Find the word "grass" in the data, then copy each line where it is found.

----- Record set

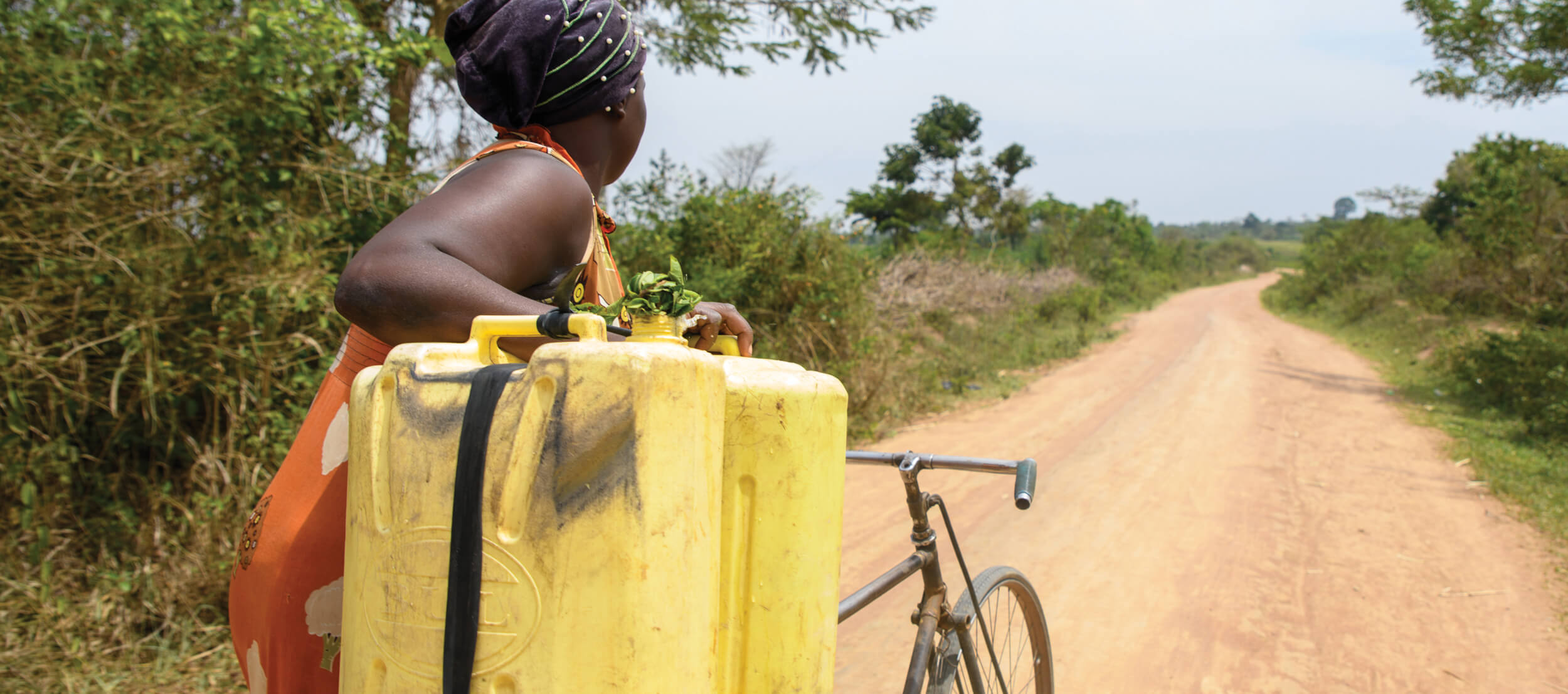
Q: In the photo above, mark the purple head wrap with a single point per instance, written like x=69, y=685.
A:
x=544, y=61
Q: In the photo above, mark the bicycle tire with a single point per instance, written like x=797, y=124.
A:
x=1018, y=630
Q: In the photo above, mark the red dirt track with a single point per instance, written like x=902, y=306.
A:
x=1227, y=503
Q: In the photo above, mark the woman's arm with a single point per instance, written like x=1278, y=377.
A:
x=512, y=221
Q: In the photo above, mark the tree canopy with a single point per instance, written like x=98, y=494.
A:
x=963, y=195
x=1498, y=51
x=1344, y=208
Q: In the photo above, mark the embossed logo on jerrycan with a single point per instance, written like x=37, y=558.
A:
x=601, y=517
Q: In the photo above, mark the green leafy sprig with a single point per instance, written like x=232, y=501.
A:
x=651, y=293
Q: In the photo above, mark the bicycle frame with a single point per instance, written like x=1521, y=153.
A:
x=933, y=611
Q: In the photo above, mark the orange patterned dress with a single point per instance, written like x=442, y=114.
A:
x=286, y=597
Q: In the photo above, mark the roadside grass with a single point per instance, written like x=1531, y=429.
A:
x=109, y=623
x=1285, y=255
x=1526, y=470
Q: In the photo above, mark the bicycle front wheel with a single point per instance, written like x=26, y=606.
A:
x=1018, y=635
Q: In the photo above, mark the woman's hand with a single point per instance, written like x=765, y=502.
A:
x=714, y=318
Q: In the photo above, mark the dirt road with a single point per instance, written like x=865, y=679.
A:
x=1228, y=503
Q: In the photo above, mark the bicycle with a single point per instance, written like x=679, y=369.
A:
x=945, y=646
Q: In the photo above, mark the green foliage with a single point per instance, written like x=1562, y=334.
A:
x=1366, y=264
x=697, y=33
x=965, y=198
x=177, y=192
x=795, y=280
x=1463, y=305
x=651, y=293
x=179, y=184
x=1500, y=51
x=1263, y=229
x=1506, y=202
x=1523, y=375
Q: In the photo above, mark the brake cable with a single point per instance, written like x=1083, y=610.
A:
x=952, y=539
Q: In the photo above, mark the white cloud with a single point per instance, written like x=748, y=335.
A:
x=1200, y=110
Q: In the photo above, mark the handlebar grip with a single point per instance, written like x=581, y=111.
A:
x=1024, y=483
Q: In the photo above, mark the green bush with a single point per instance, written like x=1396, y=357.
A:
x=1523, y=375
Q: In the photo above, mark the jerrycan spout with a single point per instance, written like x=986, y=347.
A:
x=657, y=330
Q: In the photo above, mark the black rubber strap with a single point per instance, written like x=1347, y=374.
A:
x=468, y=533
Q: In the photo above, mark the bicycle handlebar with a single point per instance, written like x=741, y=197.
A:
x=1023, y=470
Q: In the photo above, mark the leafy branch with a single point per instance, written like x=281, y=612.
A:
x=651, y=293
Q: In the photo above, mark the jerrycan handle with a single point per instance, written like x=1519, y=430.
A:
x=726, y=345
x=488, y=330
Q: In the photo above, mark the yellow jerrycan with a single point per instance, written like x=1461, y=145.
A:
x=598, y=517
x=783, y=514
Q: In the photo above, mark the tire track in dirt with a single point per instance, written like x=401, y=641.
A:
x=1228, y=503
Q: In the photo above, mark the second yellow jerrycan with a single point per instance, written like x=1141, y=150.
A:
x=600, y=517
x=783, y=513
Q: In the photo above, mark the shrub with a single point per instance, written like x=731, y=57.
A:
x=1523, y=375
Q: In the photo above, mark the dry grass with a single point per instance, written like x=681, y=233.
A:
x=914, y=284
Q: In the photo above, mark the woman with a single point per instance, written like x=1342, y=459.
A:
x=562, y=82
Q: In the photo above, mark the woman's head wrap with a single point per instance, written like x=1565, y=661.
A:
x=544, y=61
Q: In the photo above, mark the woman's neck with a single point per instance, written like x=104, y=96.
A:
x=588, y=146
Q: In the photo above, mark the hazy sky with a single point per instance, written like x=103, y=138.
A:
x=1194, y=108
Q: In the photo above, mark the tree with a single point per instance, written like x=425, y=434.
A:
x=1506, y=201
x=1344, y=208
x=1498, y=51
x=741, y=167
x=686, y=35
x=1401, y=199
x=960, y=186
x=691, y=35
x=1010, y=162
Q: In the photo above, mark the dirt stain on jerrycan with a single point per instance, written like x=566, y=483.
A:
x=601, y=517
x=783, y=514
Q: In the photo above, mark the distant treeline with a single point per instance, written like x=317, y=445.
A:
x=183, y=184
x=1481, y=271
x=1247, y=228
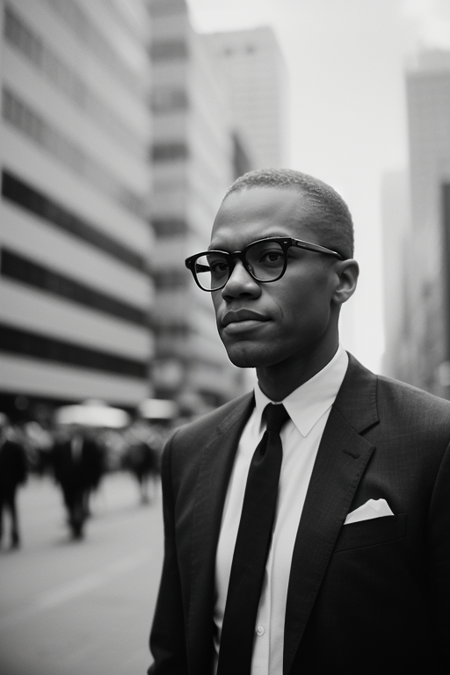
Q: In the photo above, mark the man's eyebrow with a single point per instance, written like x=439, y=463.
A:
x=272, y=235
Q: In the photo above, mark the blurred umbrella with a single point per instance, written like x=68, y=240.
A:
x=158, y=408
x=92, y=413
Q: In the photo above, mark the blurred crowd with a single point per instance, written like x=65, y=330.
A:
x=77, y=458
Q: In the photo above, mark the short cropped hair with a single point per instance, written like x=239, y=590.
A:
x=333, y=215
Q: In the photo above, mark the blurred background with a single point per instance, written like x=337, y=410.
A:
x=123, y=123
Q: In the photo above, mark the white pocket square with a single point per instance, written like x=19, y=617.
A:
x=374, y=508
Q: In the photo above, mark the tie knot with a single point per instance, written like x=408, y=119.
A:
x=276, y=416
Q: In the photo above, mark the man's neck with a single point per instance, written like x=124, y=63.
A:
x=280, y=380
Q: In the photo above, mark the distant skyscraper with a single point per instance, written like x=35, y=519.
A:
x=257, y=77
x=75, y=238
x=196, y=154
x=427, y=293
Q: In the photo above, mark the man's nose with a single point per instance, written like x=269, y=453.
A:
x=240, y=282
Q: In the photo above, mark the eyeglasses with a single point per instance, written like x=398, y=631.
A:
x=265, y=260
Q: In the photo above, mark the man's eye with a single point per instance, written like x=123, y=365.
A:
x=271, y=257
x=218, y=266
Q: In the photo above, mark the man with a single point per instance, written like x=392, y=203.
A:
x=356, y=577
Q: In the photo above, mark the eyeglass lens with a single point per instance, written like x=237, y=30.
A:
x=265, y=260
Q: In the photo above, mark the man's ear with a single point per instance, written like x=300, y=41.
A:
x=347, y=272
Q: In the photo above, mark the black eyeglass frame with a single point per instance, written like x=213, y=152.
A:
x=284, y=242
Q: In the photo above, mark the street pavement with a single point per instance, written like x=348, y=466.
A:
x=81, y=607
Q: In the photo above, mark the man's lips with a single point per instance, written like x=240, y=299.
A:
x=242, y=316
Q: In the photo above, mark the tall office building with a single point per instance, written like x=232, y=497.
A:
x=258, y=81
x=396, y=254
x=424, y=347
x=75, y=237
x=196, y=154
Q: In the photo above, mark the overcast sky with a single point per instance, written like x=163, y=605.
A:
x=346, y=61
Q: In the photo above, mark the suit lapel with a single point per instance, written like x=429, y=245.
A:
x=341, y=460
x=216, y=465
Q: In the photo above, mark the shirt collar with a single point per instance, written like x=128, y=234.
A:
x=314, y=398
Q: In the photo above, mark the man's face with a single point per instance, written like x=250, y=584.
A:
x=288, y=321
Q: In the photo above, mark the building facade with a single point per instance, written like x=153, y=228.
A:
x=257, y=77
x=76, y=292
x=194, y=155
x=421, y=354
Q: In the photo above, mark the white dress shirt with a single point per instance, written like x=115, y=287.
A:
x=308, y=408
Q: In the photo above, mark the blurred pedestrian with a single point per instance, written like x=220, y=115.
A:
x=78, y=464
x=141, y=458
x=13, y=472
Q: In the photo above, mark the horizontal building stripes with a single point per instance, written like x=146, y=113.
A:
x=27, y=343
x=19, y=192
x=26, y=271
x=20, y=36
x=61, y=147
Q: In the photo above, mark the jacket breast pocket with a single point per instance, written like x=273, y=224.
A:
x=371, y=532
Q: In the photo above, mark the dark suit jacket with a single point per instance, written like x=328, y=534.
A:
x=369, y=597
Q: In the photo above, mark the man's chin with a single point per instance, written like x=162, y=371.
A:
x=245, y=356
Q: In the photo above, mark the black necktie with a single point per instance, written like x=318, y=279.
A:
x=251, y=550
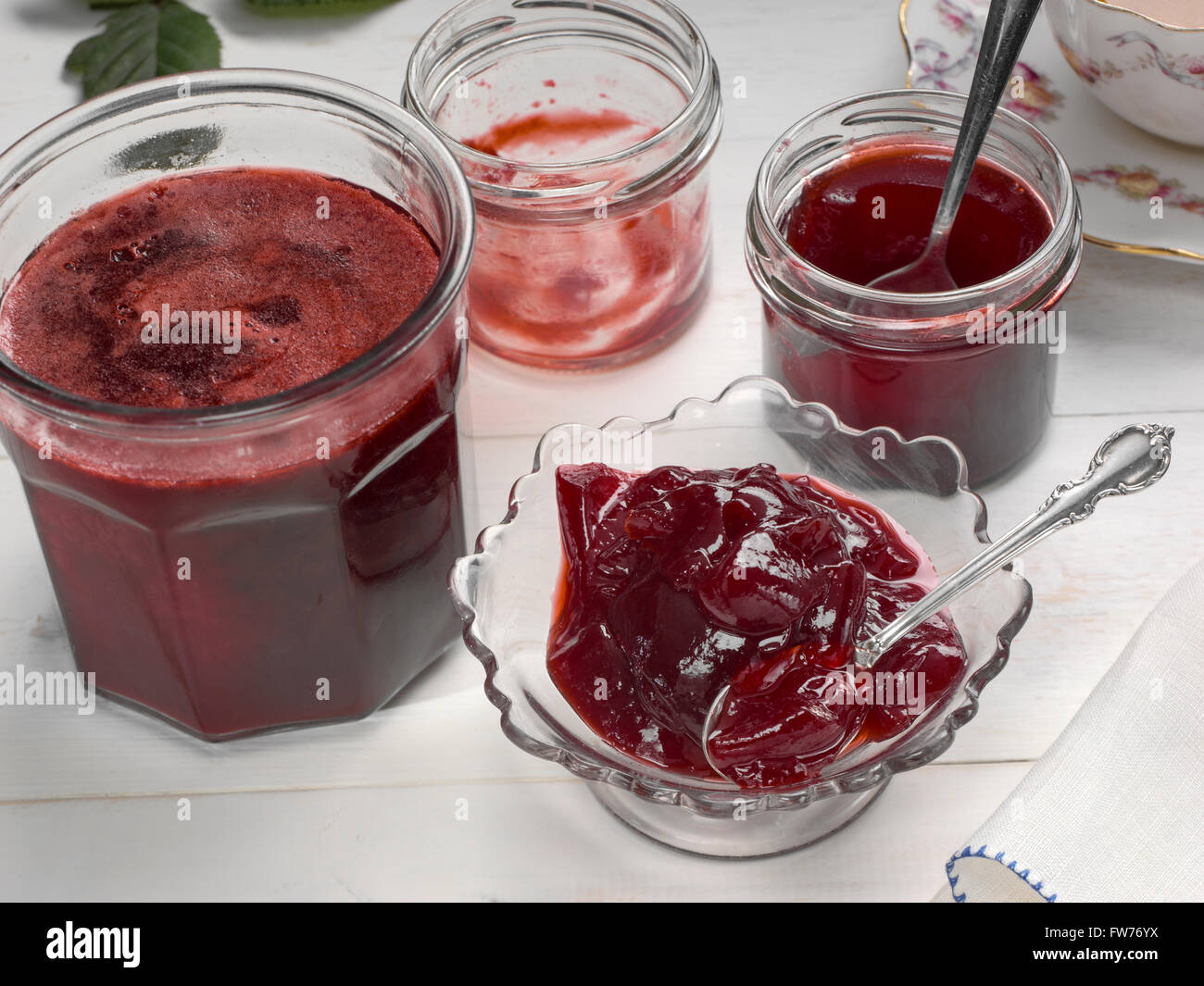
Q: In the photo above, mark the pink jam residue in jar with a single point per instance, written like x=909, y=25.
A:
x=588, y=168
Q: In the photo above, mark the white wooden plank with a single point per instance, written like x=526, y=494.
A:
x=540, y=841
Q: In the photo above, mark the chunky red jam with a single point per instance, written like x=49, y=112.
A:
x=678, y=583
x=313, y=586
x=872, y=213
x=313, y=272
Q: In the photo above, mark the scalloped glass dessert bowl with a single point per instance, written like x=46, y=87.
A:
x=505, y=595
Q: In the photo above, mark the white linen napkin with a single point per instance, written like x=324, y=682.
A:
x=1114, y=810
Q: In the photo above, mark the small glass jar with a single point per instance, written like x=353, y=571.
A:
x=922, y=364
x=272, y=562
x=585, y=132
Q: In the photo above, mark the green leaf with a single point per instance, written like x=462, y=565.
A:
x=144, y=41
x=272, y=7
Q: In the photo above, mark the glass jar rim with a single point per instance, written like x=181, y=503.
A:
x=1063, y=225
x=703, y=91
x=23, y=159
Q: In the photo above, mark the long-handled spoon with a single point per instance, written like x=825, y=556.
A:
x=1007, y=27
x=1132, y=459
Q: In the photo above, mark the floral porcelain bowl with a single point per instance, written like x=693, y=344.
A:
x=505, y=595
x=1148, y=70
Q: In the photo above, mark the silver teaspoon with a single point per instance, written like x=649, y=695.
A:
x=1007, y=27
x=1130, y=460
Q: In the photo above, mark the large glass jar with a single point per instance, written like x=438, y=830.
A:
x=584, y=131
x=283, y=560
x=922, y=364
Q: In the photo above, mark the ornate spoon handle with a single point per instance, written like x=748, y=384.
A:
x=1132, y=459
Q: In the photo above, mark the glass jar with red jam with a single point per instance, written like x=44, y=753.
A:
x=849, y=194
x=232, y=342
x=585, y=131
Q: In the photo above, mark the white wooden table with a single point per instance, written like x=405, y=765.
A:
x=368, y=810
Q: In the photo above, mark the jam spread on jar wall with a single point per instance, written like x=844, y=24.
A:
x=679, y=581
x=871, y=213
x=602, y=284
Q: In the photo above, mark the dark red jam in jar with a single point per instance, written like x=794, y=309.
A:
x=678, y=583
x=585, y=131
x=232, y=397
x=975, y=365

----------

[Your solution]
Q: In the photo above, mark the roadside grass with a single point per instance, written like x=1531, y=429.
Q: In the photo above, mark the dry grass with a single point per instance, written like x=681, y=233.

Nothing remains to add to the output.